**REQUIRED WORK:** Pictures don't belong in the copy; print all the records exactly.

**DATA SUPPLIED:**
____
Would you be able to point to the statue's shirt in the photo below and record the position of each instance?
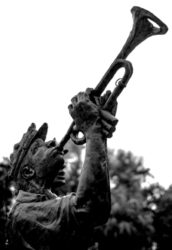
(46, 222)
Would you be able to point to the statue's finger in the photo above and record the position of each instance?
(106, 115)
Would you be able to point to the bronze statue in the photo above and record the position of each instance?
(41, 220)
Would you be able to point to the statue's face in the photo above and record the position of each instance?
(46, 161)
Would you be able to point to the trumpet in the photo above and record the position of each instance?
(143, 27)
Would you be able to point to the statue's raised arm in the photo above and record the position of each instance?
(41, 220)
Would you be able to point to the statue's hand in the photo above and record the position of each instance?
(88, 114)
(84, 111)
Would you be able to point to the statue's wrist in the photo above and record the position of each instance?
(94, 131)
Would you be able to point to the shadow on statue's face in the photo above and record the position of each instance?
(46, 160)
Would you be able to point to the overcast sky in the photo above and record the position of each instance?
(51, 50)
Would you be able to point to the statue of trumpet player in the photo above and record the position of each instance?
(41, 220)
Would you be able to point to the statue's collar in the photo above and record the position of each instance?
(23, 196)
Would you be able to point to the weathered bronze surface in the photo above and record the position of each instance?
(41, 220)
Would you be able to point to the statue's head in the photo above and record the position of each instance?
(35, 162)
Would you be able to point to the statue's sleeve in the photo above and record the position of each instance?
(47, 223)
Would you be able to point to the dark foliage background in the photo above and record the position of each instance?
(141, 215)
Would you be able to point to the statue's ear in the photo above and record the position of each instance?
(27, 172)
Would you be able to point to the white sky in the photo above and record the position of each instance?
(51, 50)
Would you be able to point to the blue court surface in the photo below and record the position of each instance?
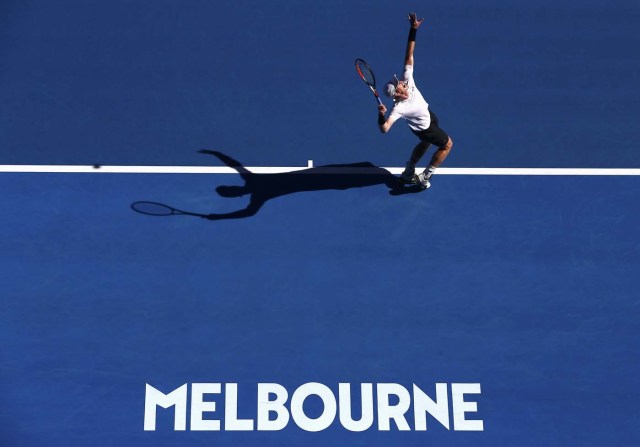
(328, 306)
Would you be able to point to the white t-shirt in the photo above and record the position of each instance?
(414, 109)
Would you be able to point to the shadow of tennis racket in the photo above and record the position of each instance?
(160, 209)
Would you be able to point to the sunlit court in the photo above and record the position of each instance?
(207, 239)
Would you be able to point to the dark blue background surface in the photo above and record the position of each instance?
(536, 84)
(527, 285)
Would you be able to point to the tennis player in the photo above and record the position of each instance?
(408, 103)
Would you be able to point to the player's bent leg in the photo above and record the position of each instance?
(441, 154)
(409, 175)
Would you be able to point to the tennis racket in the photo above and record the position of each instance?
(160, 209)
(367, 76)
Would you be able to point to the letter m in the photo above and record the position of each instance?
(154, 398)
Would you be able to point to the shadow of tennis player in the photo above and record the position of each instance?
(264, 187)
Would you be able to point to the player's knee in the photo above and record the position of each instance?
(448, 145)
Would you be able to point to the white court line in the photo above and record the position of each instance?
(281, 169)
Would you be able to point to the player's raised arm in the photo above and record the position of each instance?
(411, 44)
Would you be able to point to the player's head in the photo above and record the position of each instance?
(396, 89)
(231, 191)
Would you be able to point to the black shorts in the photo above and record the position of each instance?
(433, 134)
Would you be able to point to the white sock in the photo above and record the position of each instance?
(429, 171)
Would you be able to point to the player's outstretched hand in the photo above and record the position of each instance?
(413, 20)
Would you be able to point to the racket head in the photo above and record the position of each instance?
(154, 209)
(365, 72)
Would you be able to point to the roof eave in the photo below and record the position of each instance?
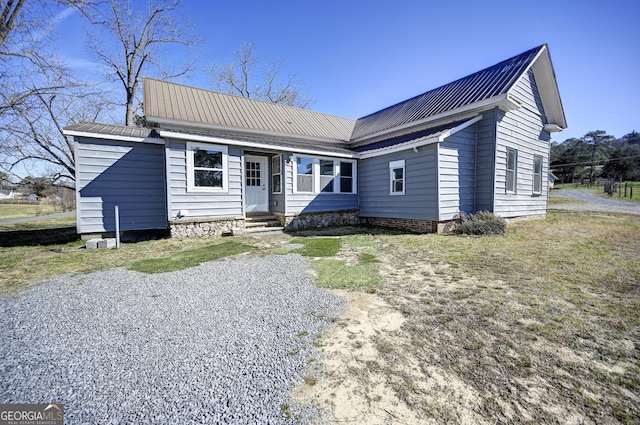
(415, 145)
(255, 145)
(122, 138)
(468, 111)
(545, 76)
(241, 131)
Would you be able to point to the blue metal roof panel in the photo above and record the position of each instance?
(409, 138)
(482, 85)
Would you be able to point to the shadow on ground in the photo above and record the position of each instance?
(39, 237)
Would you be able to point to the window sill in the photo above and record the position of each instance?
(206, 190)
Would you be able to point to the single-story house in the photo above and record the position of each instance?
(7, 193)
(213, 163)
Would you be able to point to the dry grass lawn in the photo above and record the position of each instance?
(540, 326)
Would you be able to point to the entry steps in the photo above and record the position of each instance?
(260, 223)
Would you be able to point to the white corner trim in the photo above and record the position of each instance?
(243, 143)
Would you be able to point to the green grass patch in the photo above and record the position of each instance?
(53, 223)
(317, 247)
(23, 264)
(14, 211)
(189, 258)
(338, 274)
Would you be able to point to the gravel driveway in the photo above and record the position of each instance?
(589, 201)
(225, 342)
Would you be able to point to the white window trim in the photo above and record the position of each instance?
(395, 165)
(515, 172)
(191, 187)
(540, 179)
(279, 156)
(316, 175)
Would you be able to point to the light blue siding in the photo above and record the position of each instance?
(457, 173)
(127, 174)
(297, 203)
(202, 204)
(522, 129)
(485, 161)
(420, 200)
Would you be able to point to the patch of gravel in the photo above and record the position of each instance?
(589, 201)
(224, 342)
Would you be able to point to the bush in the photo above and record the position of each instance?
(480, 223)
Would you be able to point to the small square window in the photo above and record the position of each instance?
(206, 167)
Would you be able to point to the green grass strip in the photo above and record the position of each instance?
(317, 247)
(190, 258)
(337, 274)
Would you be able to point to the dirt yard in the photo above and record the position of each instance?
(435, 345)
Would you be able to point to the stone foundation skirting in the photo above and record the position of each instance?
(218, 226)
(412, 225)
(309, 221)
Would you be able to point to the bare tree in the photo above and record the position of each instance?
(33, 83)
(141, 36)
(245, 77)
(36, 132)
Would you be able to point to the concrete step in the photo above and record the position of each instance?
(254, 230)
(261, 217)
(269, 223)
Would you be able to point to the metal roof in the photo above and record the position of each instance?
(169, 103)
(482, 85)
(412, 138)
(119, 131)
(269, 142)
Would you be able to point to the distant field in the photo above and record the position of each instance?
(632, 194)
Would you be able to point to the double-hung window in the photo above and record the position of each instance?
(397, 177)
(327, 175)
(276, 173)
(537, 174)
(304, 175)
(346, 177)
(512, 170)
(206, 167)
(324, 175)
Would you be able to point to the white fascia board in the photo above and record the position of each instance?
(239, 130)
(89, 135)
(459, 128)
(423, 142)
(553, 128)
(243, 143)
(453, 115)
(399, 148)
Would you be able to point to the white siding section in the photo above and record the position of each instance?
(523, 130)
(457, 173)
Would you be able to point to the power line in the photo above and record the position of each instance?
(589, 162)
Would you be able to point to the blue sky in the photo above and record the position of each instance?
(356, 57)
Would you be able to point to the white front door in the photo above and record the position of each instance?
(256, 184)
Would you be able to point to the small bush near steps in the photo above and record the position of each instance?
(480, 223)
____
**WRITTEN ANSWER:**
Would you be able to point to the statue's shirt in the photo below and record the position of each instance?
(46, 222)
Would you be able to point to the statue's finger in the photo above and record the position of each instance?
(106, 115)
Would you be able to point to the bronze statue in the photo above and record the position of each instance?
(41, 220)
Would you be able to point to the statue's face in the photo above and record the position of each instance?
(46, 161)
Would you be able to point to the trumpet in the photo above and record the position of each instance?
(143, 27)
Would you be able to point to the statue's raised arm in the photo above and record the position of each instance?
(41, 220)
Would you be able to point to the statue's hand in the photo above and record the position of each instance?
(88, 114)
(84, 111)
Would you be able to point to the statue's wrist in the photo above and record the position of each instance?
(94, 131)
Would you be able to point to the shadow on statue's face in the photo above and record the position of each instance?
(46, 160)
Would you be able to point to the overcast sky in the photo above and record the position of each instance?
(51, 50)
Would you be able to point to the statue of trumpet player in the photo above and record the position of each instance?
(41, 220)
Would you be able to point to the statue's collar in the photo above and record the position of each instance?
(23, 196)
Would you be able to point to the weathered bronze surface in the photo above and record the position of each instance?
(41, 220)
Would you be able to point to the statue's head in the photo above and record the position of each instance?
(35, 162)
Would you be able to point to the statue's sleeve in the photo above and record the position of each instance?
(47, 223)
Would you be able to point to the dark foliage background in the photo above and record the position of each instance?
(141, 215)
Would you be able to point to the statue's ear in the photo above and record the position of each instance?
(27, 172)
Would you be able to point to the white sky in the photo above and record the position of each instance?
(51, 50)
Would you be able to point to the blue court surface in the photo below and record the position of each instance?
(328, 306)
Would you be able to point to the white t-shirt in the photo above and record the position of each instance?
(414, 109)
Would you be able to point to the shadow of tennis racket in the photo above and record the position of each instance?
(160, 209)
Would you be able to point to the sunlit court in the photo above and record the position of each instance?
(207, 239)
Would you be able to point to the dark blue background surface in the photo above and record the position of each instance?
(536, 84)
(527, 285)
Would you be able to point to the tennis player in the photo above and record the position of each instance?
(408, 103)
Would you be able to point to the player's bent leg in the photo above and record the position of each instance?
(441, 154)
(409, 175)
Would you be able to point to the tennis racket in the photo above and record the position of each instance?
(160, 209)
(367, 76)
Would you be able to point to the letter m in the photo above and record the position of each instance?
(154, 398)
Would you be able to point to the shadow of tennis player in the photo above and record the position of each instance?
(264, 187)
Would you be able to point to the player's knee in the photo above and record the position of each instance?
(448, 145)
Would you be able to point to the white court line in the photo above and record the position of each instance?
(281, 169)
Would you be able to point to the player's raised arm in the photo above and record the position of each instance?
(411, 44)
Would you be able to point to the player's head in the photo above and record the position of each instance?
(396, 89)
(231, 191)
Would you be able to point to the black shorts in the photo above and record the position of each instance?
(433, 134)
Would you be able to point to the white sock in the photo above and record the position of each instance?
(429, 171)
Would you be able to point to the player's outstretched hand in the photo above and record the position of each instance?
(413, 20)
Would you be able to point to the racket head in the photo above and record the position of each instance?
(154, 209)
(365, 72)
Would you be able to point to the roof eave in the photo below and record the position of each instance?
(415, 145)
(255, 145)
(122, 138)
(468, 111)
(545, 76)
(241, 131)
Would you be able to point to the blue metal roof panel in the photo above and record the position of each instance?
(409, 138)
(482, 85)
Would you be able to point to the shadow on ground in the photo above and record the position of each instance?
(39, 237)
Would you be able to point to the window sill in the photo above and record the position of each instance?
(206, 190)
Would you be able to point to the single-story house in the photo above and record the position of each instance?
(7, 193)
(213, 163)
Would you be able to point to the dry grass lawn in the photo above and record the position of each instance?
(540, 326)
Would you be able to point to the entry steps in the photo above and record the position of each instance?
(260, 223)
Would you be able to point to the white corner trim in the photo above and record the position of each instance?
(243, 143)
Would you be able to point to the green grass patch in the photo above and record the position of each instance?
(53, 223)
(317, 247)
(23, 264)
(14, 211)
(189, 258)
(338, 274)
Would you be able to point to the gravel driveway in the photo above and record the position of each instance?
(589, 201)
(225, 342)
Would you be able to point to the white window trim in the photo above and record the position of each instance?
(395, 165)
(515, 172)
(191, 187)
(540, 179)
(279, 156)
(316, 175)
Would you be able to point to the light blue siding in the photo above and record the position of each instance?
(457, 173)
(127, 174)
(297, 203)
(202, 204)
(522, 129)
(485, 161)
(420, 200)
Would you be able to point to the patch of gravel in the photo above and record the position of each instance?
(589, 201)
(224, 342)
Would you be able to point to the bush in the photo above and record the position of each instance?
(480, 223)
Would you be able to point to the small square window in the photo above and record the position of each instance?
(206, 167)
Would you be able to point to the green grass strip in the photo above and record the position of each instance?
(317, 247)
(190, 258)
(337, 274)
Would you be able to point to the dirt yard in the photo above and record the position of each instance?
(435, 345)
Would you be able to point to the stone foundation skirting in the photo above and record the position of each instance?
(218, 226)
(412, 225)
(309, 221)
Would you be able to point to the bare tree in the photo above and record the position of each instance?
(33, 83)
(141, 36)
(245, 77)
(36, 132)
Would you be able to point to the concrete step in the photo above and record the position of each instance?
(254, 230)
(261, 217)
(269, 223)
Would you be able to point to the metal roof in the photo above and record the position of each instance?
(169, 103)
(482, 85)
(412, 138)
(119, 131)
(269, 142)
Would you be able to point to the distant field in the photo above and record the position of each instance?
(632, 194)
Would you be able to point to the double-hung window in the photo above and record the position of each instance?
(397, 177)
(327, 175)
(276, 173)
(537, 174)
(304, 175)
(346, 177)
(512, 170)
(206, 167)
(324, 175)
Would you be able to point to the white fascia board in the photo above and record the position of each instance?
(239, 130)
(89, 135)
(459, 128)
(423, 142)
(553, 128)
(243, 143)
(453, 115)
(399, 148)
Would you be able to point to the white siding section in the photo above and record the position of each instance?
(523, 130)
(457, 173)
Would you be able to point to the power line in the photo above and record the position of each instance?
(589, 162)
Would you be able to point to the blue sky in the photo above and record the position of each instance?
(356, 57)
Would you be able to point to the white front door in the photo above and record the position of each instance?
(256, 184)
Would you be able to point to the small bush near steps in the photo above and record the position of each instance?
(480, 223)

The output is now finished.